Where does the string "before" occur in the records? Copy each line that holds it.

*** SUPPLIED MATERIAL Section Begins ***

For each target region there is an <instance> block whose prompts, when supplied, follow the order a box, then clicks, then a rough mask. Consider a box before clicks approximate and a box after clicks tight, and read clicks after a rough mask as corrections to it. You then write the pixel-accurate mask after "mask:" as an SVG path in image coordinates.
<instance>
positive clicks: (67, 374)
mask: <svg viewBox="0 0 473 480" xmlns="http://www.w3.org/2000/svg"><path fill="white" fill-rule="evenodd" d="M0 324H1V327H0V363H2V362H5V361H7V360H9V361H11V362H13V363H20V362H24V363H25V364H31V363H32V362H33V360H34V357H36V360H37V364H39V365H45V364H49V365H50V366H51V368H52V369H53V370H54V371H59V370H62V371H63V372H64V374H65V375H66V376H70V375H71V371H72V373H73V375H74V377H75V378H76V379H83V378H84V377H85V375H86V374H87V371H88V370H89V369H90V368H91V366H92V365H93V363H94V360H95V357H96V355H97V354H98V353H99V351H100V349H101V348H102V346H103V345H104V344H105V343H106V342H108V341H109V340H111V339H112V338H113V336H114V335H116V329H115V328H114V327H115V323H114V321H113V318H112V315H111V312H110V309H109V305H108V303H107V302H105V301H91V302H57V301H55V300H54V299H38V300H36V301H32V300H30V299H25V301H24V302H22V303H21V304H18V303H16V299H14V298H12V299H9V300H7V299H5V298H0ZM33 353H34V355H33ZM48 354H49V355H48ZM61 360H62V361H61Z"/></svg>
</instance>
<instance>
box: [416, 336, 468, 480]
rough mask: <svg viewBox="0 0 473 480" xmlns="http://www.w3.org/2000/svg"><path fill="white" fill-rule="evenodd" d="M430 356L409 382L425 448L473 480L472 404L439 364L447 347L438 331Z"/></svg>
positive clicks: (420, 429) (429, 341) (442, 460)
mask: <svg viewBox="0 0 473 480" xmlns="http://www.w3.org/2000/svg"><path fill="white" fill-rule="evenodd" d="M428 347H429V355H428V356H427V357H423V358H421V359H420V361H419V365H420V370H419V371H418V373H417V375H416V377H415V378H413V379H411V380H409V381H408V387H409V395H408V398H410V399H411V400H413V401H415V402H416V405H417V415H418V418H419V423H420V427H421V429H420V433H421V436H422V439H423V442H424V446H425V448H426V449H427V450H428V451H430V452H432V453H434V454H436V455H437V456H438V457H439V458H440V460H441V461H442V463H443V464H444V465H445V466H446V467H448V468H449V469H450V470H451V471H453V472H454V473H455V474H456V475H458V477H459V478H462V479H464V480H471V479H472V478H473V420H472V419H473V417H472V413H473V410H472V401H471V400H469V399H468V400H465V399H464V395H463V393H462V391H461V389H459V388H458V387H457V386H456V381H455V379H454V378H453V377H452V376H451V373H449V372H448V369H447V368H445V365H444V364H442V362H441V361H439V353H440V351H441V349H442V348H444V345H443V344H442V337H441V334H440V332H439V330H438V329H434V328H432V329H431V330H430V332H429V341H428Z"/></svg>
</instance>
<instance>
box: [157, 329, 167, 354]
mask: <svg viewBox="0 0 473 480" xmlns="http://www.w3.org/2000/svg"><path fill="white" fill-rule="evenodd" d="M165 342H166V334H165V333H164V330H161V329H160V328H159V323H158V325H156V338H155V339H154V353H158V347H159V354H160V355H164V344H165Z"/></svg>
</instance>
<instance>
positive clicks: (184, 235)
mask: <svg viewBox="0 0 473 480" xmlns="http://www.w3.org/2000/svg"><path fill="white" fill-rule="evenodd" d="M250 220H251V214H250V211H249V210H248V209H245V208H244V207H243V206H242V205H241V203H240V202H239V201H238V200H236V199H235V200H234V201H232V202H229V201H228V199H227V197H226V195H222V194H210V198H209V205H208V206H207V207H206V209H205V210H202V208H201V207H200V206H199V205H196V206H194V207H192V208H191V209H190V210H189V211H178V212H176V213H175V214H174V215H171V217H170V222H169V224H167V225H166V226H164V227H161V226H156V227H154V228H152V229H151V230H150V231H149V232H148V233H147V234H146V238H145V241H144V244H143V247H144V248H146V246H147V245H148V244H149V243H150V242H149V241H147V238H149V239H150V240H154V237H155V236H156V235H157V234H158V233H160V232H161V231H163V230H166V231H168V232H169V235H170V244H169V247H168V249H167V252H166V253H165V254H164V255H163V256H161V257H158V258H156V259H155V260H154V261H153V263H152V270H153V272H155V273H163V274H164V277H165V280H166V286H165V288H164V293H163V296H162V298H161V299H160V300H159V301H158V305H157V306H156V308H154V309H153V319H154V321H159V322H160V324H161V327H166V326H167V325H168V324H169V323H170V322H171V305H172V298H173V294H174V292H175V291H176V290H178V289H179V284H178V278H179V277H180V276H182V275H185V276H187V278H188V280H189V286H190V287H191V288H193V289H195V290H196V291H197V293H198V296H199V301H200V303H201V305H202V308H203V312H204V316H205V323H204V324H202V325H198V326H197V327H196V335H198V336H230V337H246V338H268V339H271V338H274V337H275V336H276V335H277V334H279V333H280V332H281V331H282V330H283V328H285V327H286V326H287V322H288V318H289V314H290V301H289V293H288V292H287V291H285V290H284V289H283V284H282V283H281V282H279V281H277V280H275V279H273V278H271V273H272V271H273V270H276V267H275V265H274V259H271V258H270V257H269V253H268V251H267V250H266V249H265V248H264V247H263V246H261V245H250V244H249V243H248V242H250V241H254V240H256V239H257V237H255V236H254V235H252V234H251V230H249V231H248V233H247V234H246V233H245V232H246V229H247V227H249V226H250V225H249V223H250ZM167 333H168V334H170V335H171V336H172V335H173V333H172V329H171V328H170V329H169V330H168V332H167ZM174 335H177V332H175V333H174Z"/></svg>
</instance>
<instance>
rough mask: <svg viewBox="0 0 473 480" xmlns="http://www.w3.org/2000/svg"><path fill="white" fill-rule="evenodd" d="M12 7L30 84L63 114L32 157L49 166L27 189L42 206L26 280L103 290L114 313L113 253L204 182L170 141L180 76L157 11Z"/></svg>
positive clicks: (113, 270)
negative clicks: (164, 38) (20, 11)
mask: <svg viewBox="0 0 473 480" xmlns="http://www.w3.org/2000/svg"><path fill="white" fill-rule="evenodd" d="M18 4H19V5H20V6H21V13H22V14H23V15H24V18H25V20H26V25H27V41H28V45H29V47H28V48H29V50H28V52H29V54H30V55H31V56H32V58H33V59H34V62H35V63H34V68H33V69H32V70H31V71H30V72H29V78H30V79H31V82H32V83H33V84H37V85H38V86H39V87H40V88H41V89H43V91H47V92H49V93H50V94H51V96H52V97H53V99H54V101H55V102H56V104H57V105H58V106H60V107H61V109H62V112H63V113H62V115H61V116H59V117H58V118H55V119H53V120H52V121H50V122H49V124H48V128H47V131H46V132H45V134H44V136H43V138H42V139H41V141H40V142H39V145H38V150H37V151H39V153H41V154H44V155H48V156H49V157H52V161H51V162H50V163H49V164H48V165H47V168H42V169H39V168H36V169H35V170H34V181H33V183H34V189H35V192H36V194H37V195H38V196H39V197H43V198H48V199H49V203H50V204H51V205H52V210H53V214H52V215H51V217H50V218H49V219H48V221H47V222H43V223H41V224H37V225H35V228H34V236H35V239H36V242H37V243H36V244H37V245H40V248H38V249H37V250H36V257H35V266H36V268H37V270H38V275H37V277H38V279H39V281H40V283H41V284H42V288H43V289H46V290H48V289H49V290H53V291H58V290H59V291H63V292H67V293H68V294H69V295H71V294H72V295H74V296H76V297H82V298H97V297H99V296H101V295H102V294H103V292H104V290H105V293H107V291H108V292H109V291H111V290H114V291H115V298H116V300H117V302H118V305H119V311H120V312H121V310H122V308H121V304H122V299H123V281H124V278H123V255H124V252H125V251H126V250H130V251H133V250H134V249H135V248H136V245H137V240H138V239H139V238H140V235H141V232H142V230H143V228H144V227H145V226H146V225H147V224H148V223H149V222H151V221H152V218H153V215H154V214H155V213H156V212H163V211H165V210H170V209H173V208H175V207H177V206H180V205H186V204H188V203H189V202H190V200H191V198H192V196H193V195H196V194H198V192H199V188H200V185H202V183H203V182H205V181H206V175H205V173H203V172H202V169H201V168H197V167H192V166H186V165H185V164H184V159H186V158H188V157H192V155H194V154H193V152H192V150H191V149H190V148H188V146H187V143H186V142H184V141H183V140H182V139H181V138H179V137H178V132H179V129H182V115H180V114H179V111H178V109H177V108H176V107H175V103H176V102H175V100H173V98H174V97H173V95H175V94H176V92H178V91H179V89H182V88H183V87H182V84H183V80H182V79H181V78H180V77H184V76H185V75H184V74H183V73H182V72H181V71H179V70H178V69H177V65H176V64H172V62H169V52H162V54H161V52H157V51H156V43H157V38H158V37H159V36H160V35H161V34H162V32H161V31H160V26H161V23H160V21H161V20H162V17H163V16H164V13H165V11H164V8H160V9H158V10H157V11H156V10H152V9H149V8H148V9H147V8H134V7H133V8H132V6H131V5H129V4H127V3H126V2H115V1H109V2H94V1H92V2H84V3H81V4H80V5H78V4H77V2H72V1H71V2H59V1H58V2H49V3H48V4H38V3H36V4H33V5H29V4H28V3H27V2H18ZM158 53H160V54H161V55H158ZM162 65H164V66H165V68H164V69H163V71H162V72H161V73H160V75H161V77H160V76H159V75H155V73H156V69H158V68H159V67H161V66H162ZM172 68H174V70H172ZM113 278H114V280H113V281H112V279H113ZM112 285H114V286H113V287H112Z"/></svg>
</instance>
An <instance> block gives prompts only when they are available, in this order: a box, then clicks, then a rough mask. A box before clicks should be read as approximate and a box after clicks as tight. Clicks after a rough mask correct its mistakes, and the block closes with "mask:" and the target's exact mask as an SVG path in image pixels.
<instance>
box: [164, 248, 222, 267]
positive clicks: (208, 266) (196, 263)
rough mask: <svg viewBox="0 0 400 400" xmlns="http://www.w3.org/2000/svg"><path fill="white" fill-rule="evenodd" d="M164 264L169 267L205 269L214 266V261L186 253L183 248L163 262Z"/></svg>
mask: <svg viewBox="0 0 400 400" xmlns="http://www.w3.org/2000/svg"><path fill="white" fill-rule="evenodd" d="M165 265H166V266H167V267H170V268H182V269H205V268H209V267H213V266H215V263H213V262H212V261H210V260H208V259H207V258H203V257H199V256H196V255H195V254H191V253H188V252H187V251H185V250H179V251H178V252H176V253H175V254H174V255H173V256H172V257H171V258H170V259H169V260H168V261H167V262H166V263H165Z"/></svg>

*** SUPPLIED MATERIAL Section Ends ***

* [WRITTEN RESPONSE]:
For each target region there is an <instance> block whose prompts, when supplied, follow the order a box, then clicks, then a rough mask. Consider a box before clicks approximate and a box after clicks tight, and read clicks after a rough mask as corrections to it. You then write the pixel-accurate mask after "mask:" as an SVG path in image coordinates.
An <instance> block gives prompts only when they are available, in this order: a box, then clicks, then a rough mask. A box before clicks should be read as approximate and a box after clicks as tight. Clicks after a rough mask correct its mistakes, and the block closes with "mask:" and the target's exact mask as an SVG path in image pixels.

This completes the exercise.